[EXTRACT]:

--*--

The Zombies of Lake Woebegotten by Harrison Geillor

Wickedly funny. It’s really the only way to describe Harrison Geillor’s The Zombies of Lake Woebegotten.

The premise is simple: a meteor explodes in the night and things start rising from the dead. It begins with a fish. Gunther Montcrief opens his fishing cooler to find “the four good-sized walleyes he caught, but hadn’t yet cleaned, jumping and flapping and jerking around”. Gunther “had never known fish to come back to life several hours after death… but then he wasn’t some kind of expert”, and he concludes it “probably had to do with pollution”.

What caused the zombie apocalypse is never made completely clear, but then the cause isn’t really the issue—the issue is how this “small town, filled with ordinary (yet above average people), leading ordinary lives” responds.

They respond in a humorous and, at times, surprisingly realistic fashion. They create an Interfaith Anti-Zombie Task Force and hold a town meeting complete with muffins, brownies, and lemon bars, although it is noted that after killing a zombie no one really has the appetite for a lemon bar. They arm themselves with “shotguns, assault rifles, sniper rifles, and bristling black, oily-looking weapons that looked as if they belonged in a science fiction move about space marines”. They ask people “Are you a zombie?” before shooting.

--*--

[Data taken from a collection]:
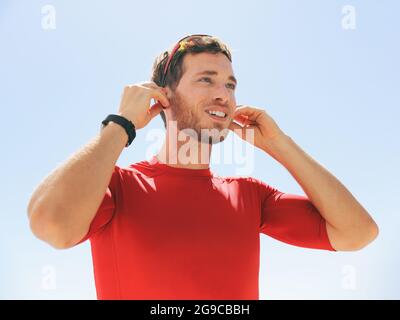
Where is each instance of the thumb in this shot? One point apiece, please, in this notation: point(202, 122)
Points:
point(239, 130)
point(155, 109)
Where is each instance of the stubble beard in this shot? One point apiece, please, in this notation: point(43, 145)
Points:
point(189, 120)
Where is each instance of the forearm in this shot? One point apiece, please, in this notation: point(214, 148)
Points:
point(334, 202)
point(69, 197)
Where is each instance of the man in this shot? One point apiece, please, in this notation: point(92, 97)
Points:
point(170, 228)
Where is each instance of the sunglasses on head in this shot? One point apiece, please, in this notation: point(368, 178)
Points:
point(179, 46)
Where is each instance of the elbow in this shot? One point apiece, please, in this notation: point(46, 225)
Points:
point(369, 234)
point(46, 227)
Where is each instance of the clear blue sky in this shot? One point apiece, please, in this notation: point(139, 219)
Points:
point(335, 91)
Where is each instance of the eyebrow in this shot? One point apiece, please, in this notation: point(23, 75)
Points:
point(214, 73)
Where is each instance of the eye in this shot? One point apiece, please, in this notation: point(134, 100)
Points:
point(207, 78)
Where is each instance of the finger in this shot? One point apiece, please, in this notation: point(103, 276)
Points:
point(160, 96)
point(155, 109)
point(244, 120)
point(235, 126)
point(246, 110)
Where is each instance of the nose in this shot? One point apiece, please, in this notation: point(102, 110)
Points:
point(222, 94)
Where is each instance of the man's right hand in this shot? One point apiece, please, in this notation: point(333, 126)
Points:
point(135, 103)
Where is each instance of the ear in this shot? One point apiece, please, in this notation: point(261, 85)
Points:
point(166, 91)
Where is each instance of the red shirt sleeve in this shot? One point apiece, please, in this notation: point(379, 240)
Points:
point(292, 219)
point(107, 208)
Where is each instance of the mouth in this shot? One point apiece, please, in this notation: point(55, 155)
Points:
point(217, 115)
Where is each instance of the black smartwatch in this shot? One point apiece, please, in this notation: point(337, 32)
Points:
point(125, 123)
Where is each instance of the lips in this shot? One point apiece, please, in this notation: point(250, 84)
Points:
point(216, 118)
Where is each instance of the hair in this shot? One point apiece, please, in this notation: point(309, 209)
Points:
point(193, 45)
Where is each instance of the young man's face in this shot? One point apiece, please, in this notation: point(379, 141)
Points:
point(198, 93)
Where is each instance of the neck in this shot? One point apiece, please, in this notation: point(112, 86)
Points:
point(184, 152)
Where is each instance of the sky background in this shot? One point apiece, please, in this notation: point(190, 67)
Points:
point(334, 90)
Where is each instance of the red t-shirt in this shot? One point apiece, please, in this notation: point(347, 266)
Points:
point(171, 233)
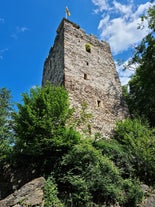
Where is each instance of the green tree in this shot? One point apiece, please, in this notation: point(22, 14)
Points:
point(6, 133)
point(40, 125)
point(88, 178)
point(51, 193)
point(141, 97)
point(138, 141)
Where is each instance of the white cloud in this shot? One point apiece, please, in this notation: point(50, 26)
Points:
point(126, 74)
point(119, 25)
point(18, 31)
point(101, 5)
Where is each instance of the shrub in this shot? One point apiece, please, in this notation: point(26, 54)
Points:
point(50, 194)
point(138, 141)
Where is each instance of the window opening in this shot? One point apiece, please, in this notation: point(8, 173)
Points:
point(88, 47)
point(85, 76)
point(98, 103)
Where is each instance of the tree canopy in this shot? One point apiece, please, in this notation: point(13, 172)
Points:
point(141, 96)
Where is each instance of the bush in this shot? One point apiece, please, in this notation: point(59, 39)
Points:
point(138, 141)
point(50, 194)
point(115, 152)
point(89, 178)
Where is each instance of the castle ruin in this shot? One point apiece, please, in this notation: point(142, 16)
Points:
point(84, 65)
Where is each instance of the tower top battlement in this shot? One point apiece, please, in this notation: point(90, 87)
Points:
point(84, 65)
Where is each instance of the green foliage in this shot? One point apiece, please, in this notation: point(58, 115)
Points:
point(133, 193)
point(139, 143)
point(51, 194)
point(141, 96)
point(115, 152)
point(82, 120)
point(89, 178)
point(6, 135)
point(40, 121)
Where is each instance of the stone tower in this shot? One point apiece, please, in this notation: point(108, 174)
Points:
point(84, 65)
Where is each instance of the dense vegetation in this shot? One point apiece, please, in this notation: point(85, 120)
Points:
point(81, 171)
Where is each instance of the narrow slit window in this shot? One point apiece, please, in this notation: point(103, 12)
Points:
point(85, 76)
point(98, 103)
point(88, 47)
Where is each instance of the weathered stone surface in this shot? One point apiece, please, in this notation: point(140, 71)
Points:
point(89, 77)
point(31, 194)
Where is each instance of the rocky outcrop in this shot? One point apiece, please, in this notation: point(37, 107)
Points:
point(31, 194)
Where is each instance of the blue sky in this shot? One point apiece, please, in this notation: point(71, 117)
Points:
point(28, 29)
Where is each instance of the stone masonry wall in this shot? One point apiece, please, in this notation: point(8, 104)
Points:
point(89, 77)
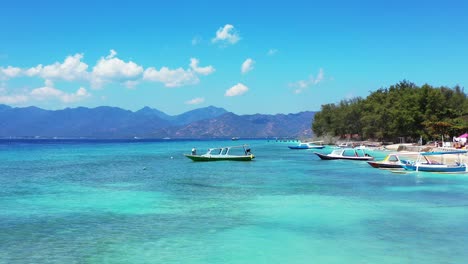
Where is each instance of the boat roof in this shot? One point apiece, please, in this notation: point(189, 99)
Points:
point(444, 152)
point(240, 146)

--*--

[ACTIVITY LIST]:
- a) From the review, extract the part that opens with the words containing "The Zombies of Lake Woebegotten by" and closes with "of Lake Woebegotten.".
- b) Answer these questions using the review:
(i) What does Gunther Montcrief find when he opens his fishing cooler?
(ii) What task force does the town create?
(iii) What question do the townspeople ask before shooting?
The listing has no connection to the review.

[SOLVED PROBLEMS]:
- a)
The Zombies of Lake Woebegotten by Harrison Geillor

Wickedly funny. It’s really the only way to describe Harrison Geillor’s The Zombies of Lake Woebegotten.

- b)
(i) The four good-sized walleyes he had caught but not yet cleaned, jumping, flapping and jerking around.
(ii) An Interfaith Anti-Zombie Task Force.
(iii) "Are you a zombie?"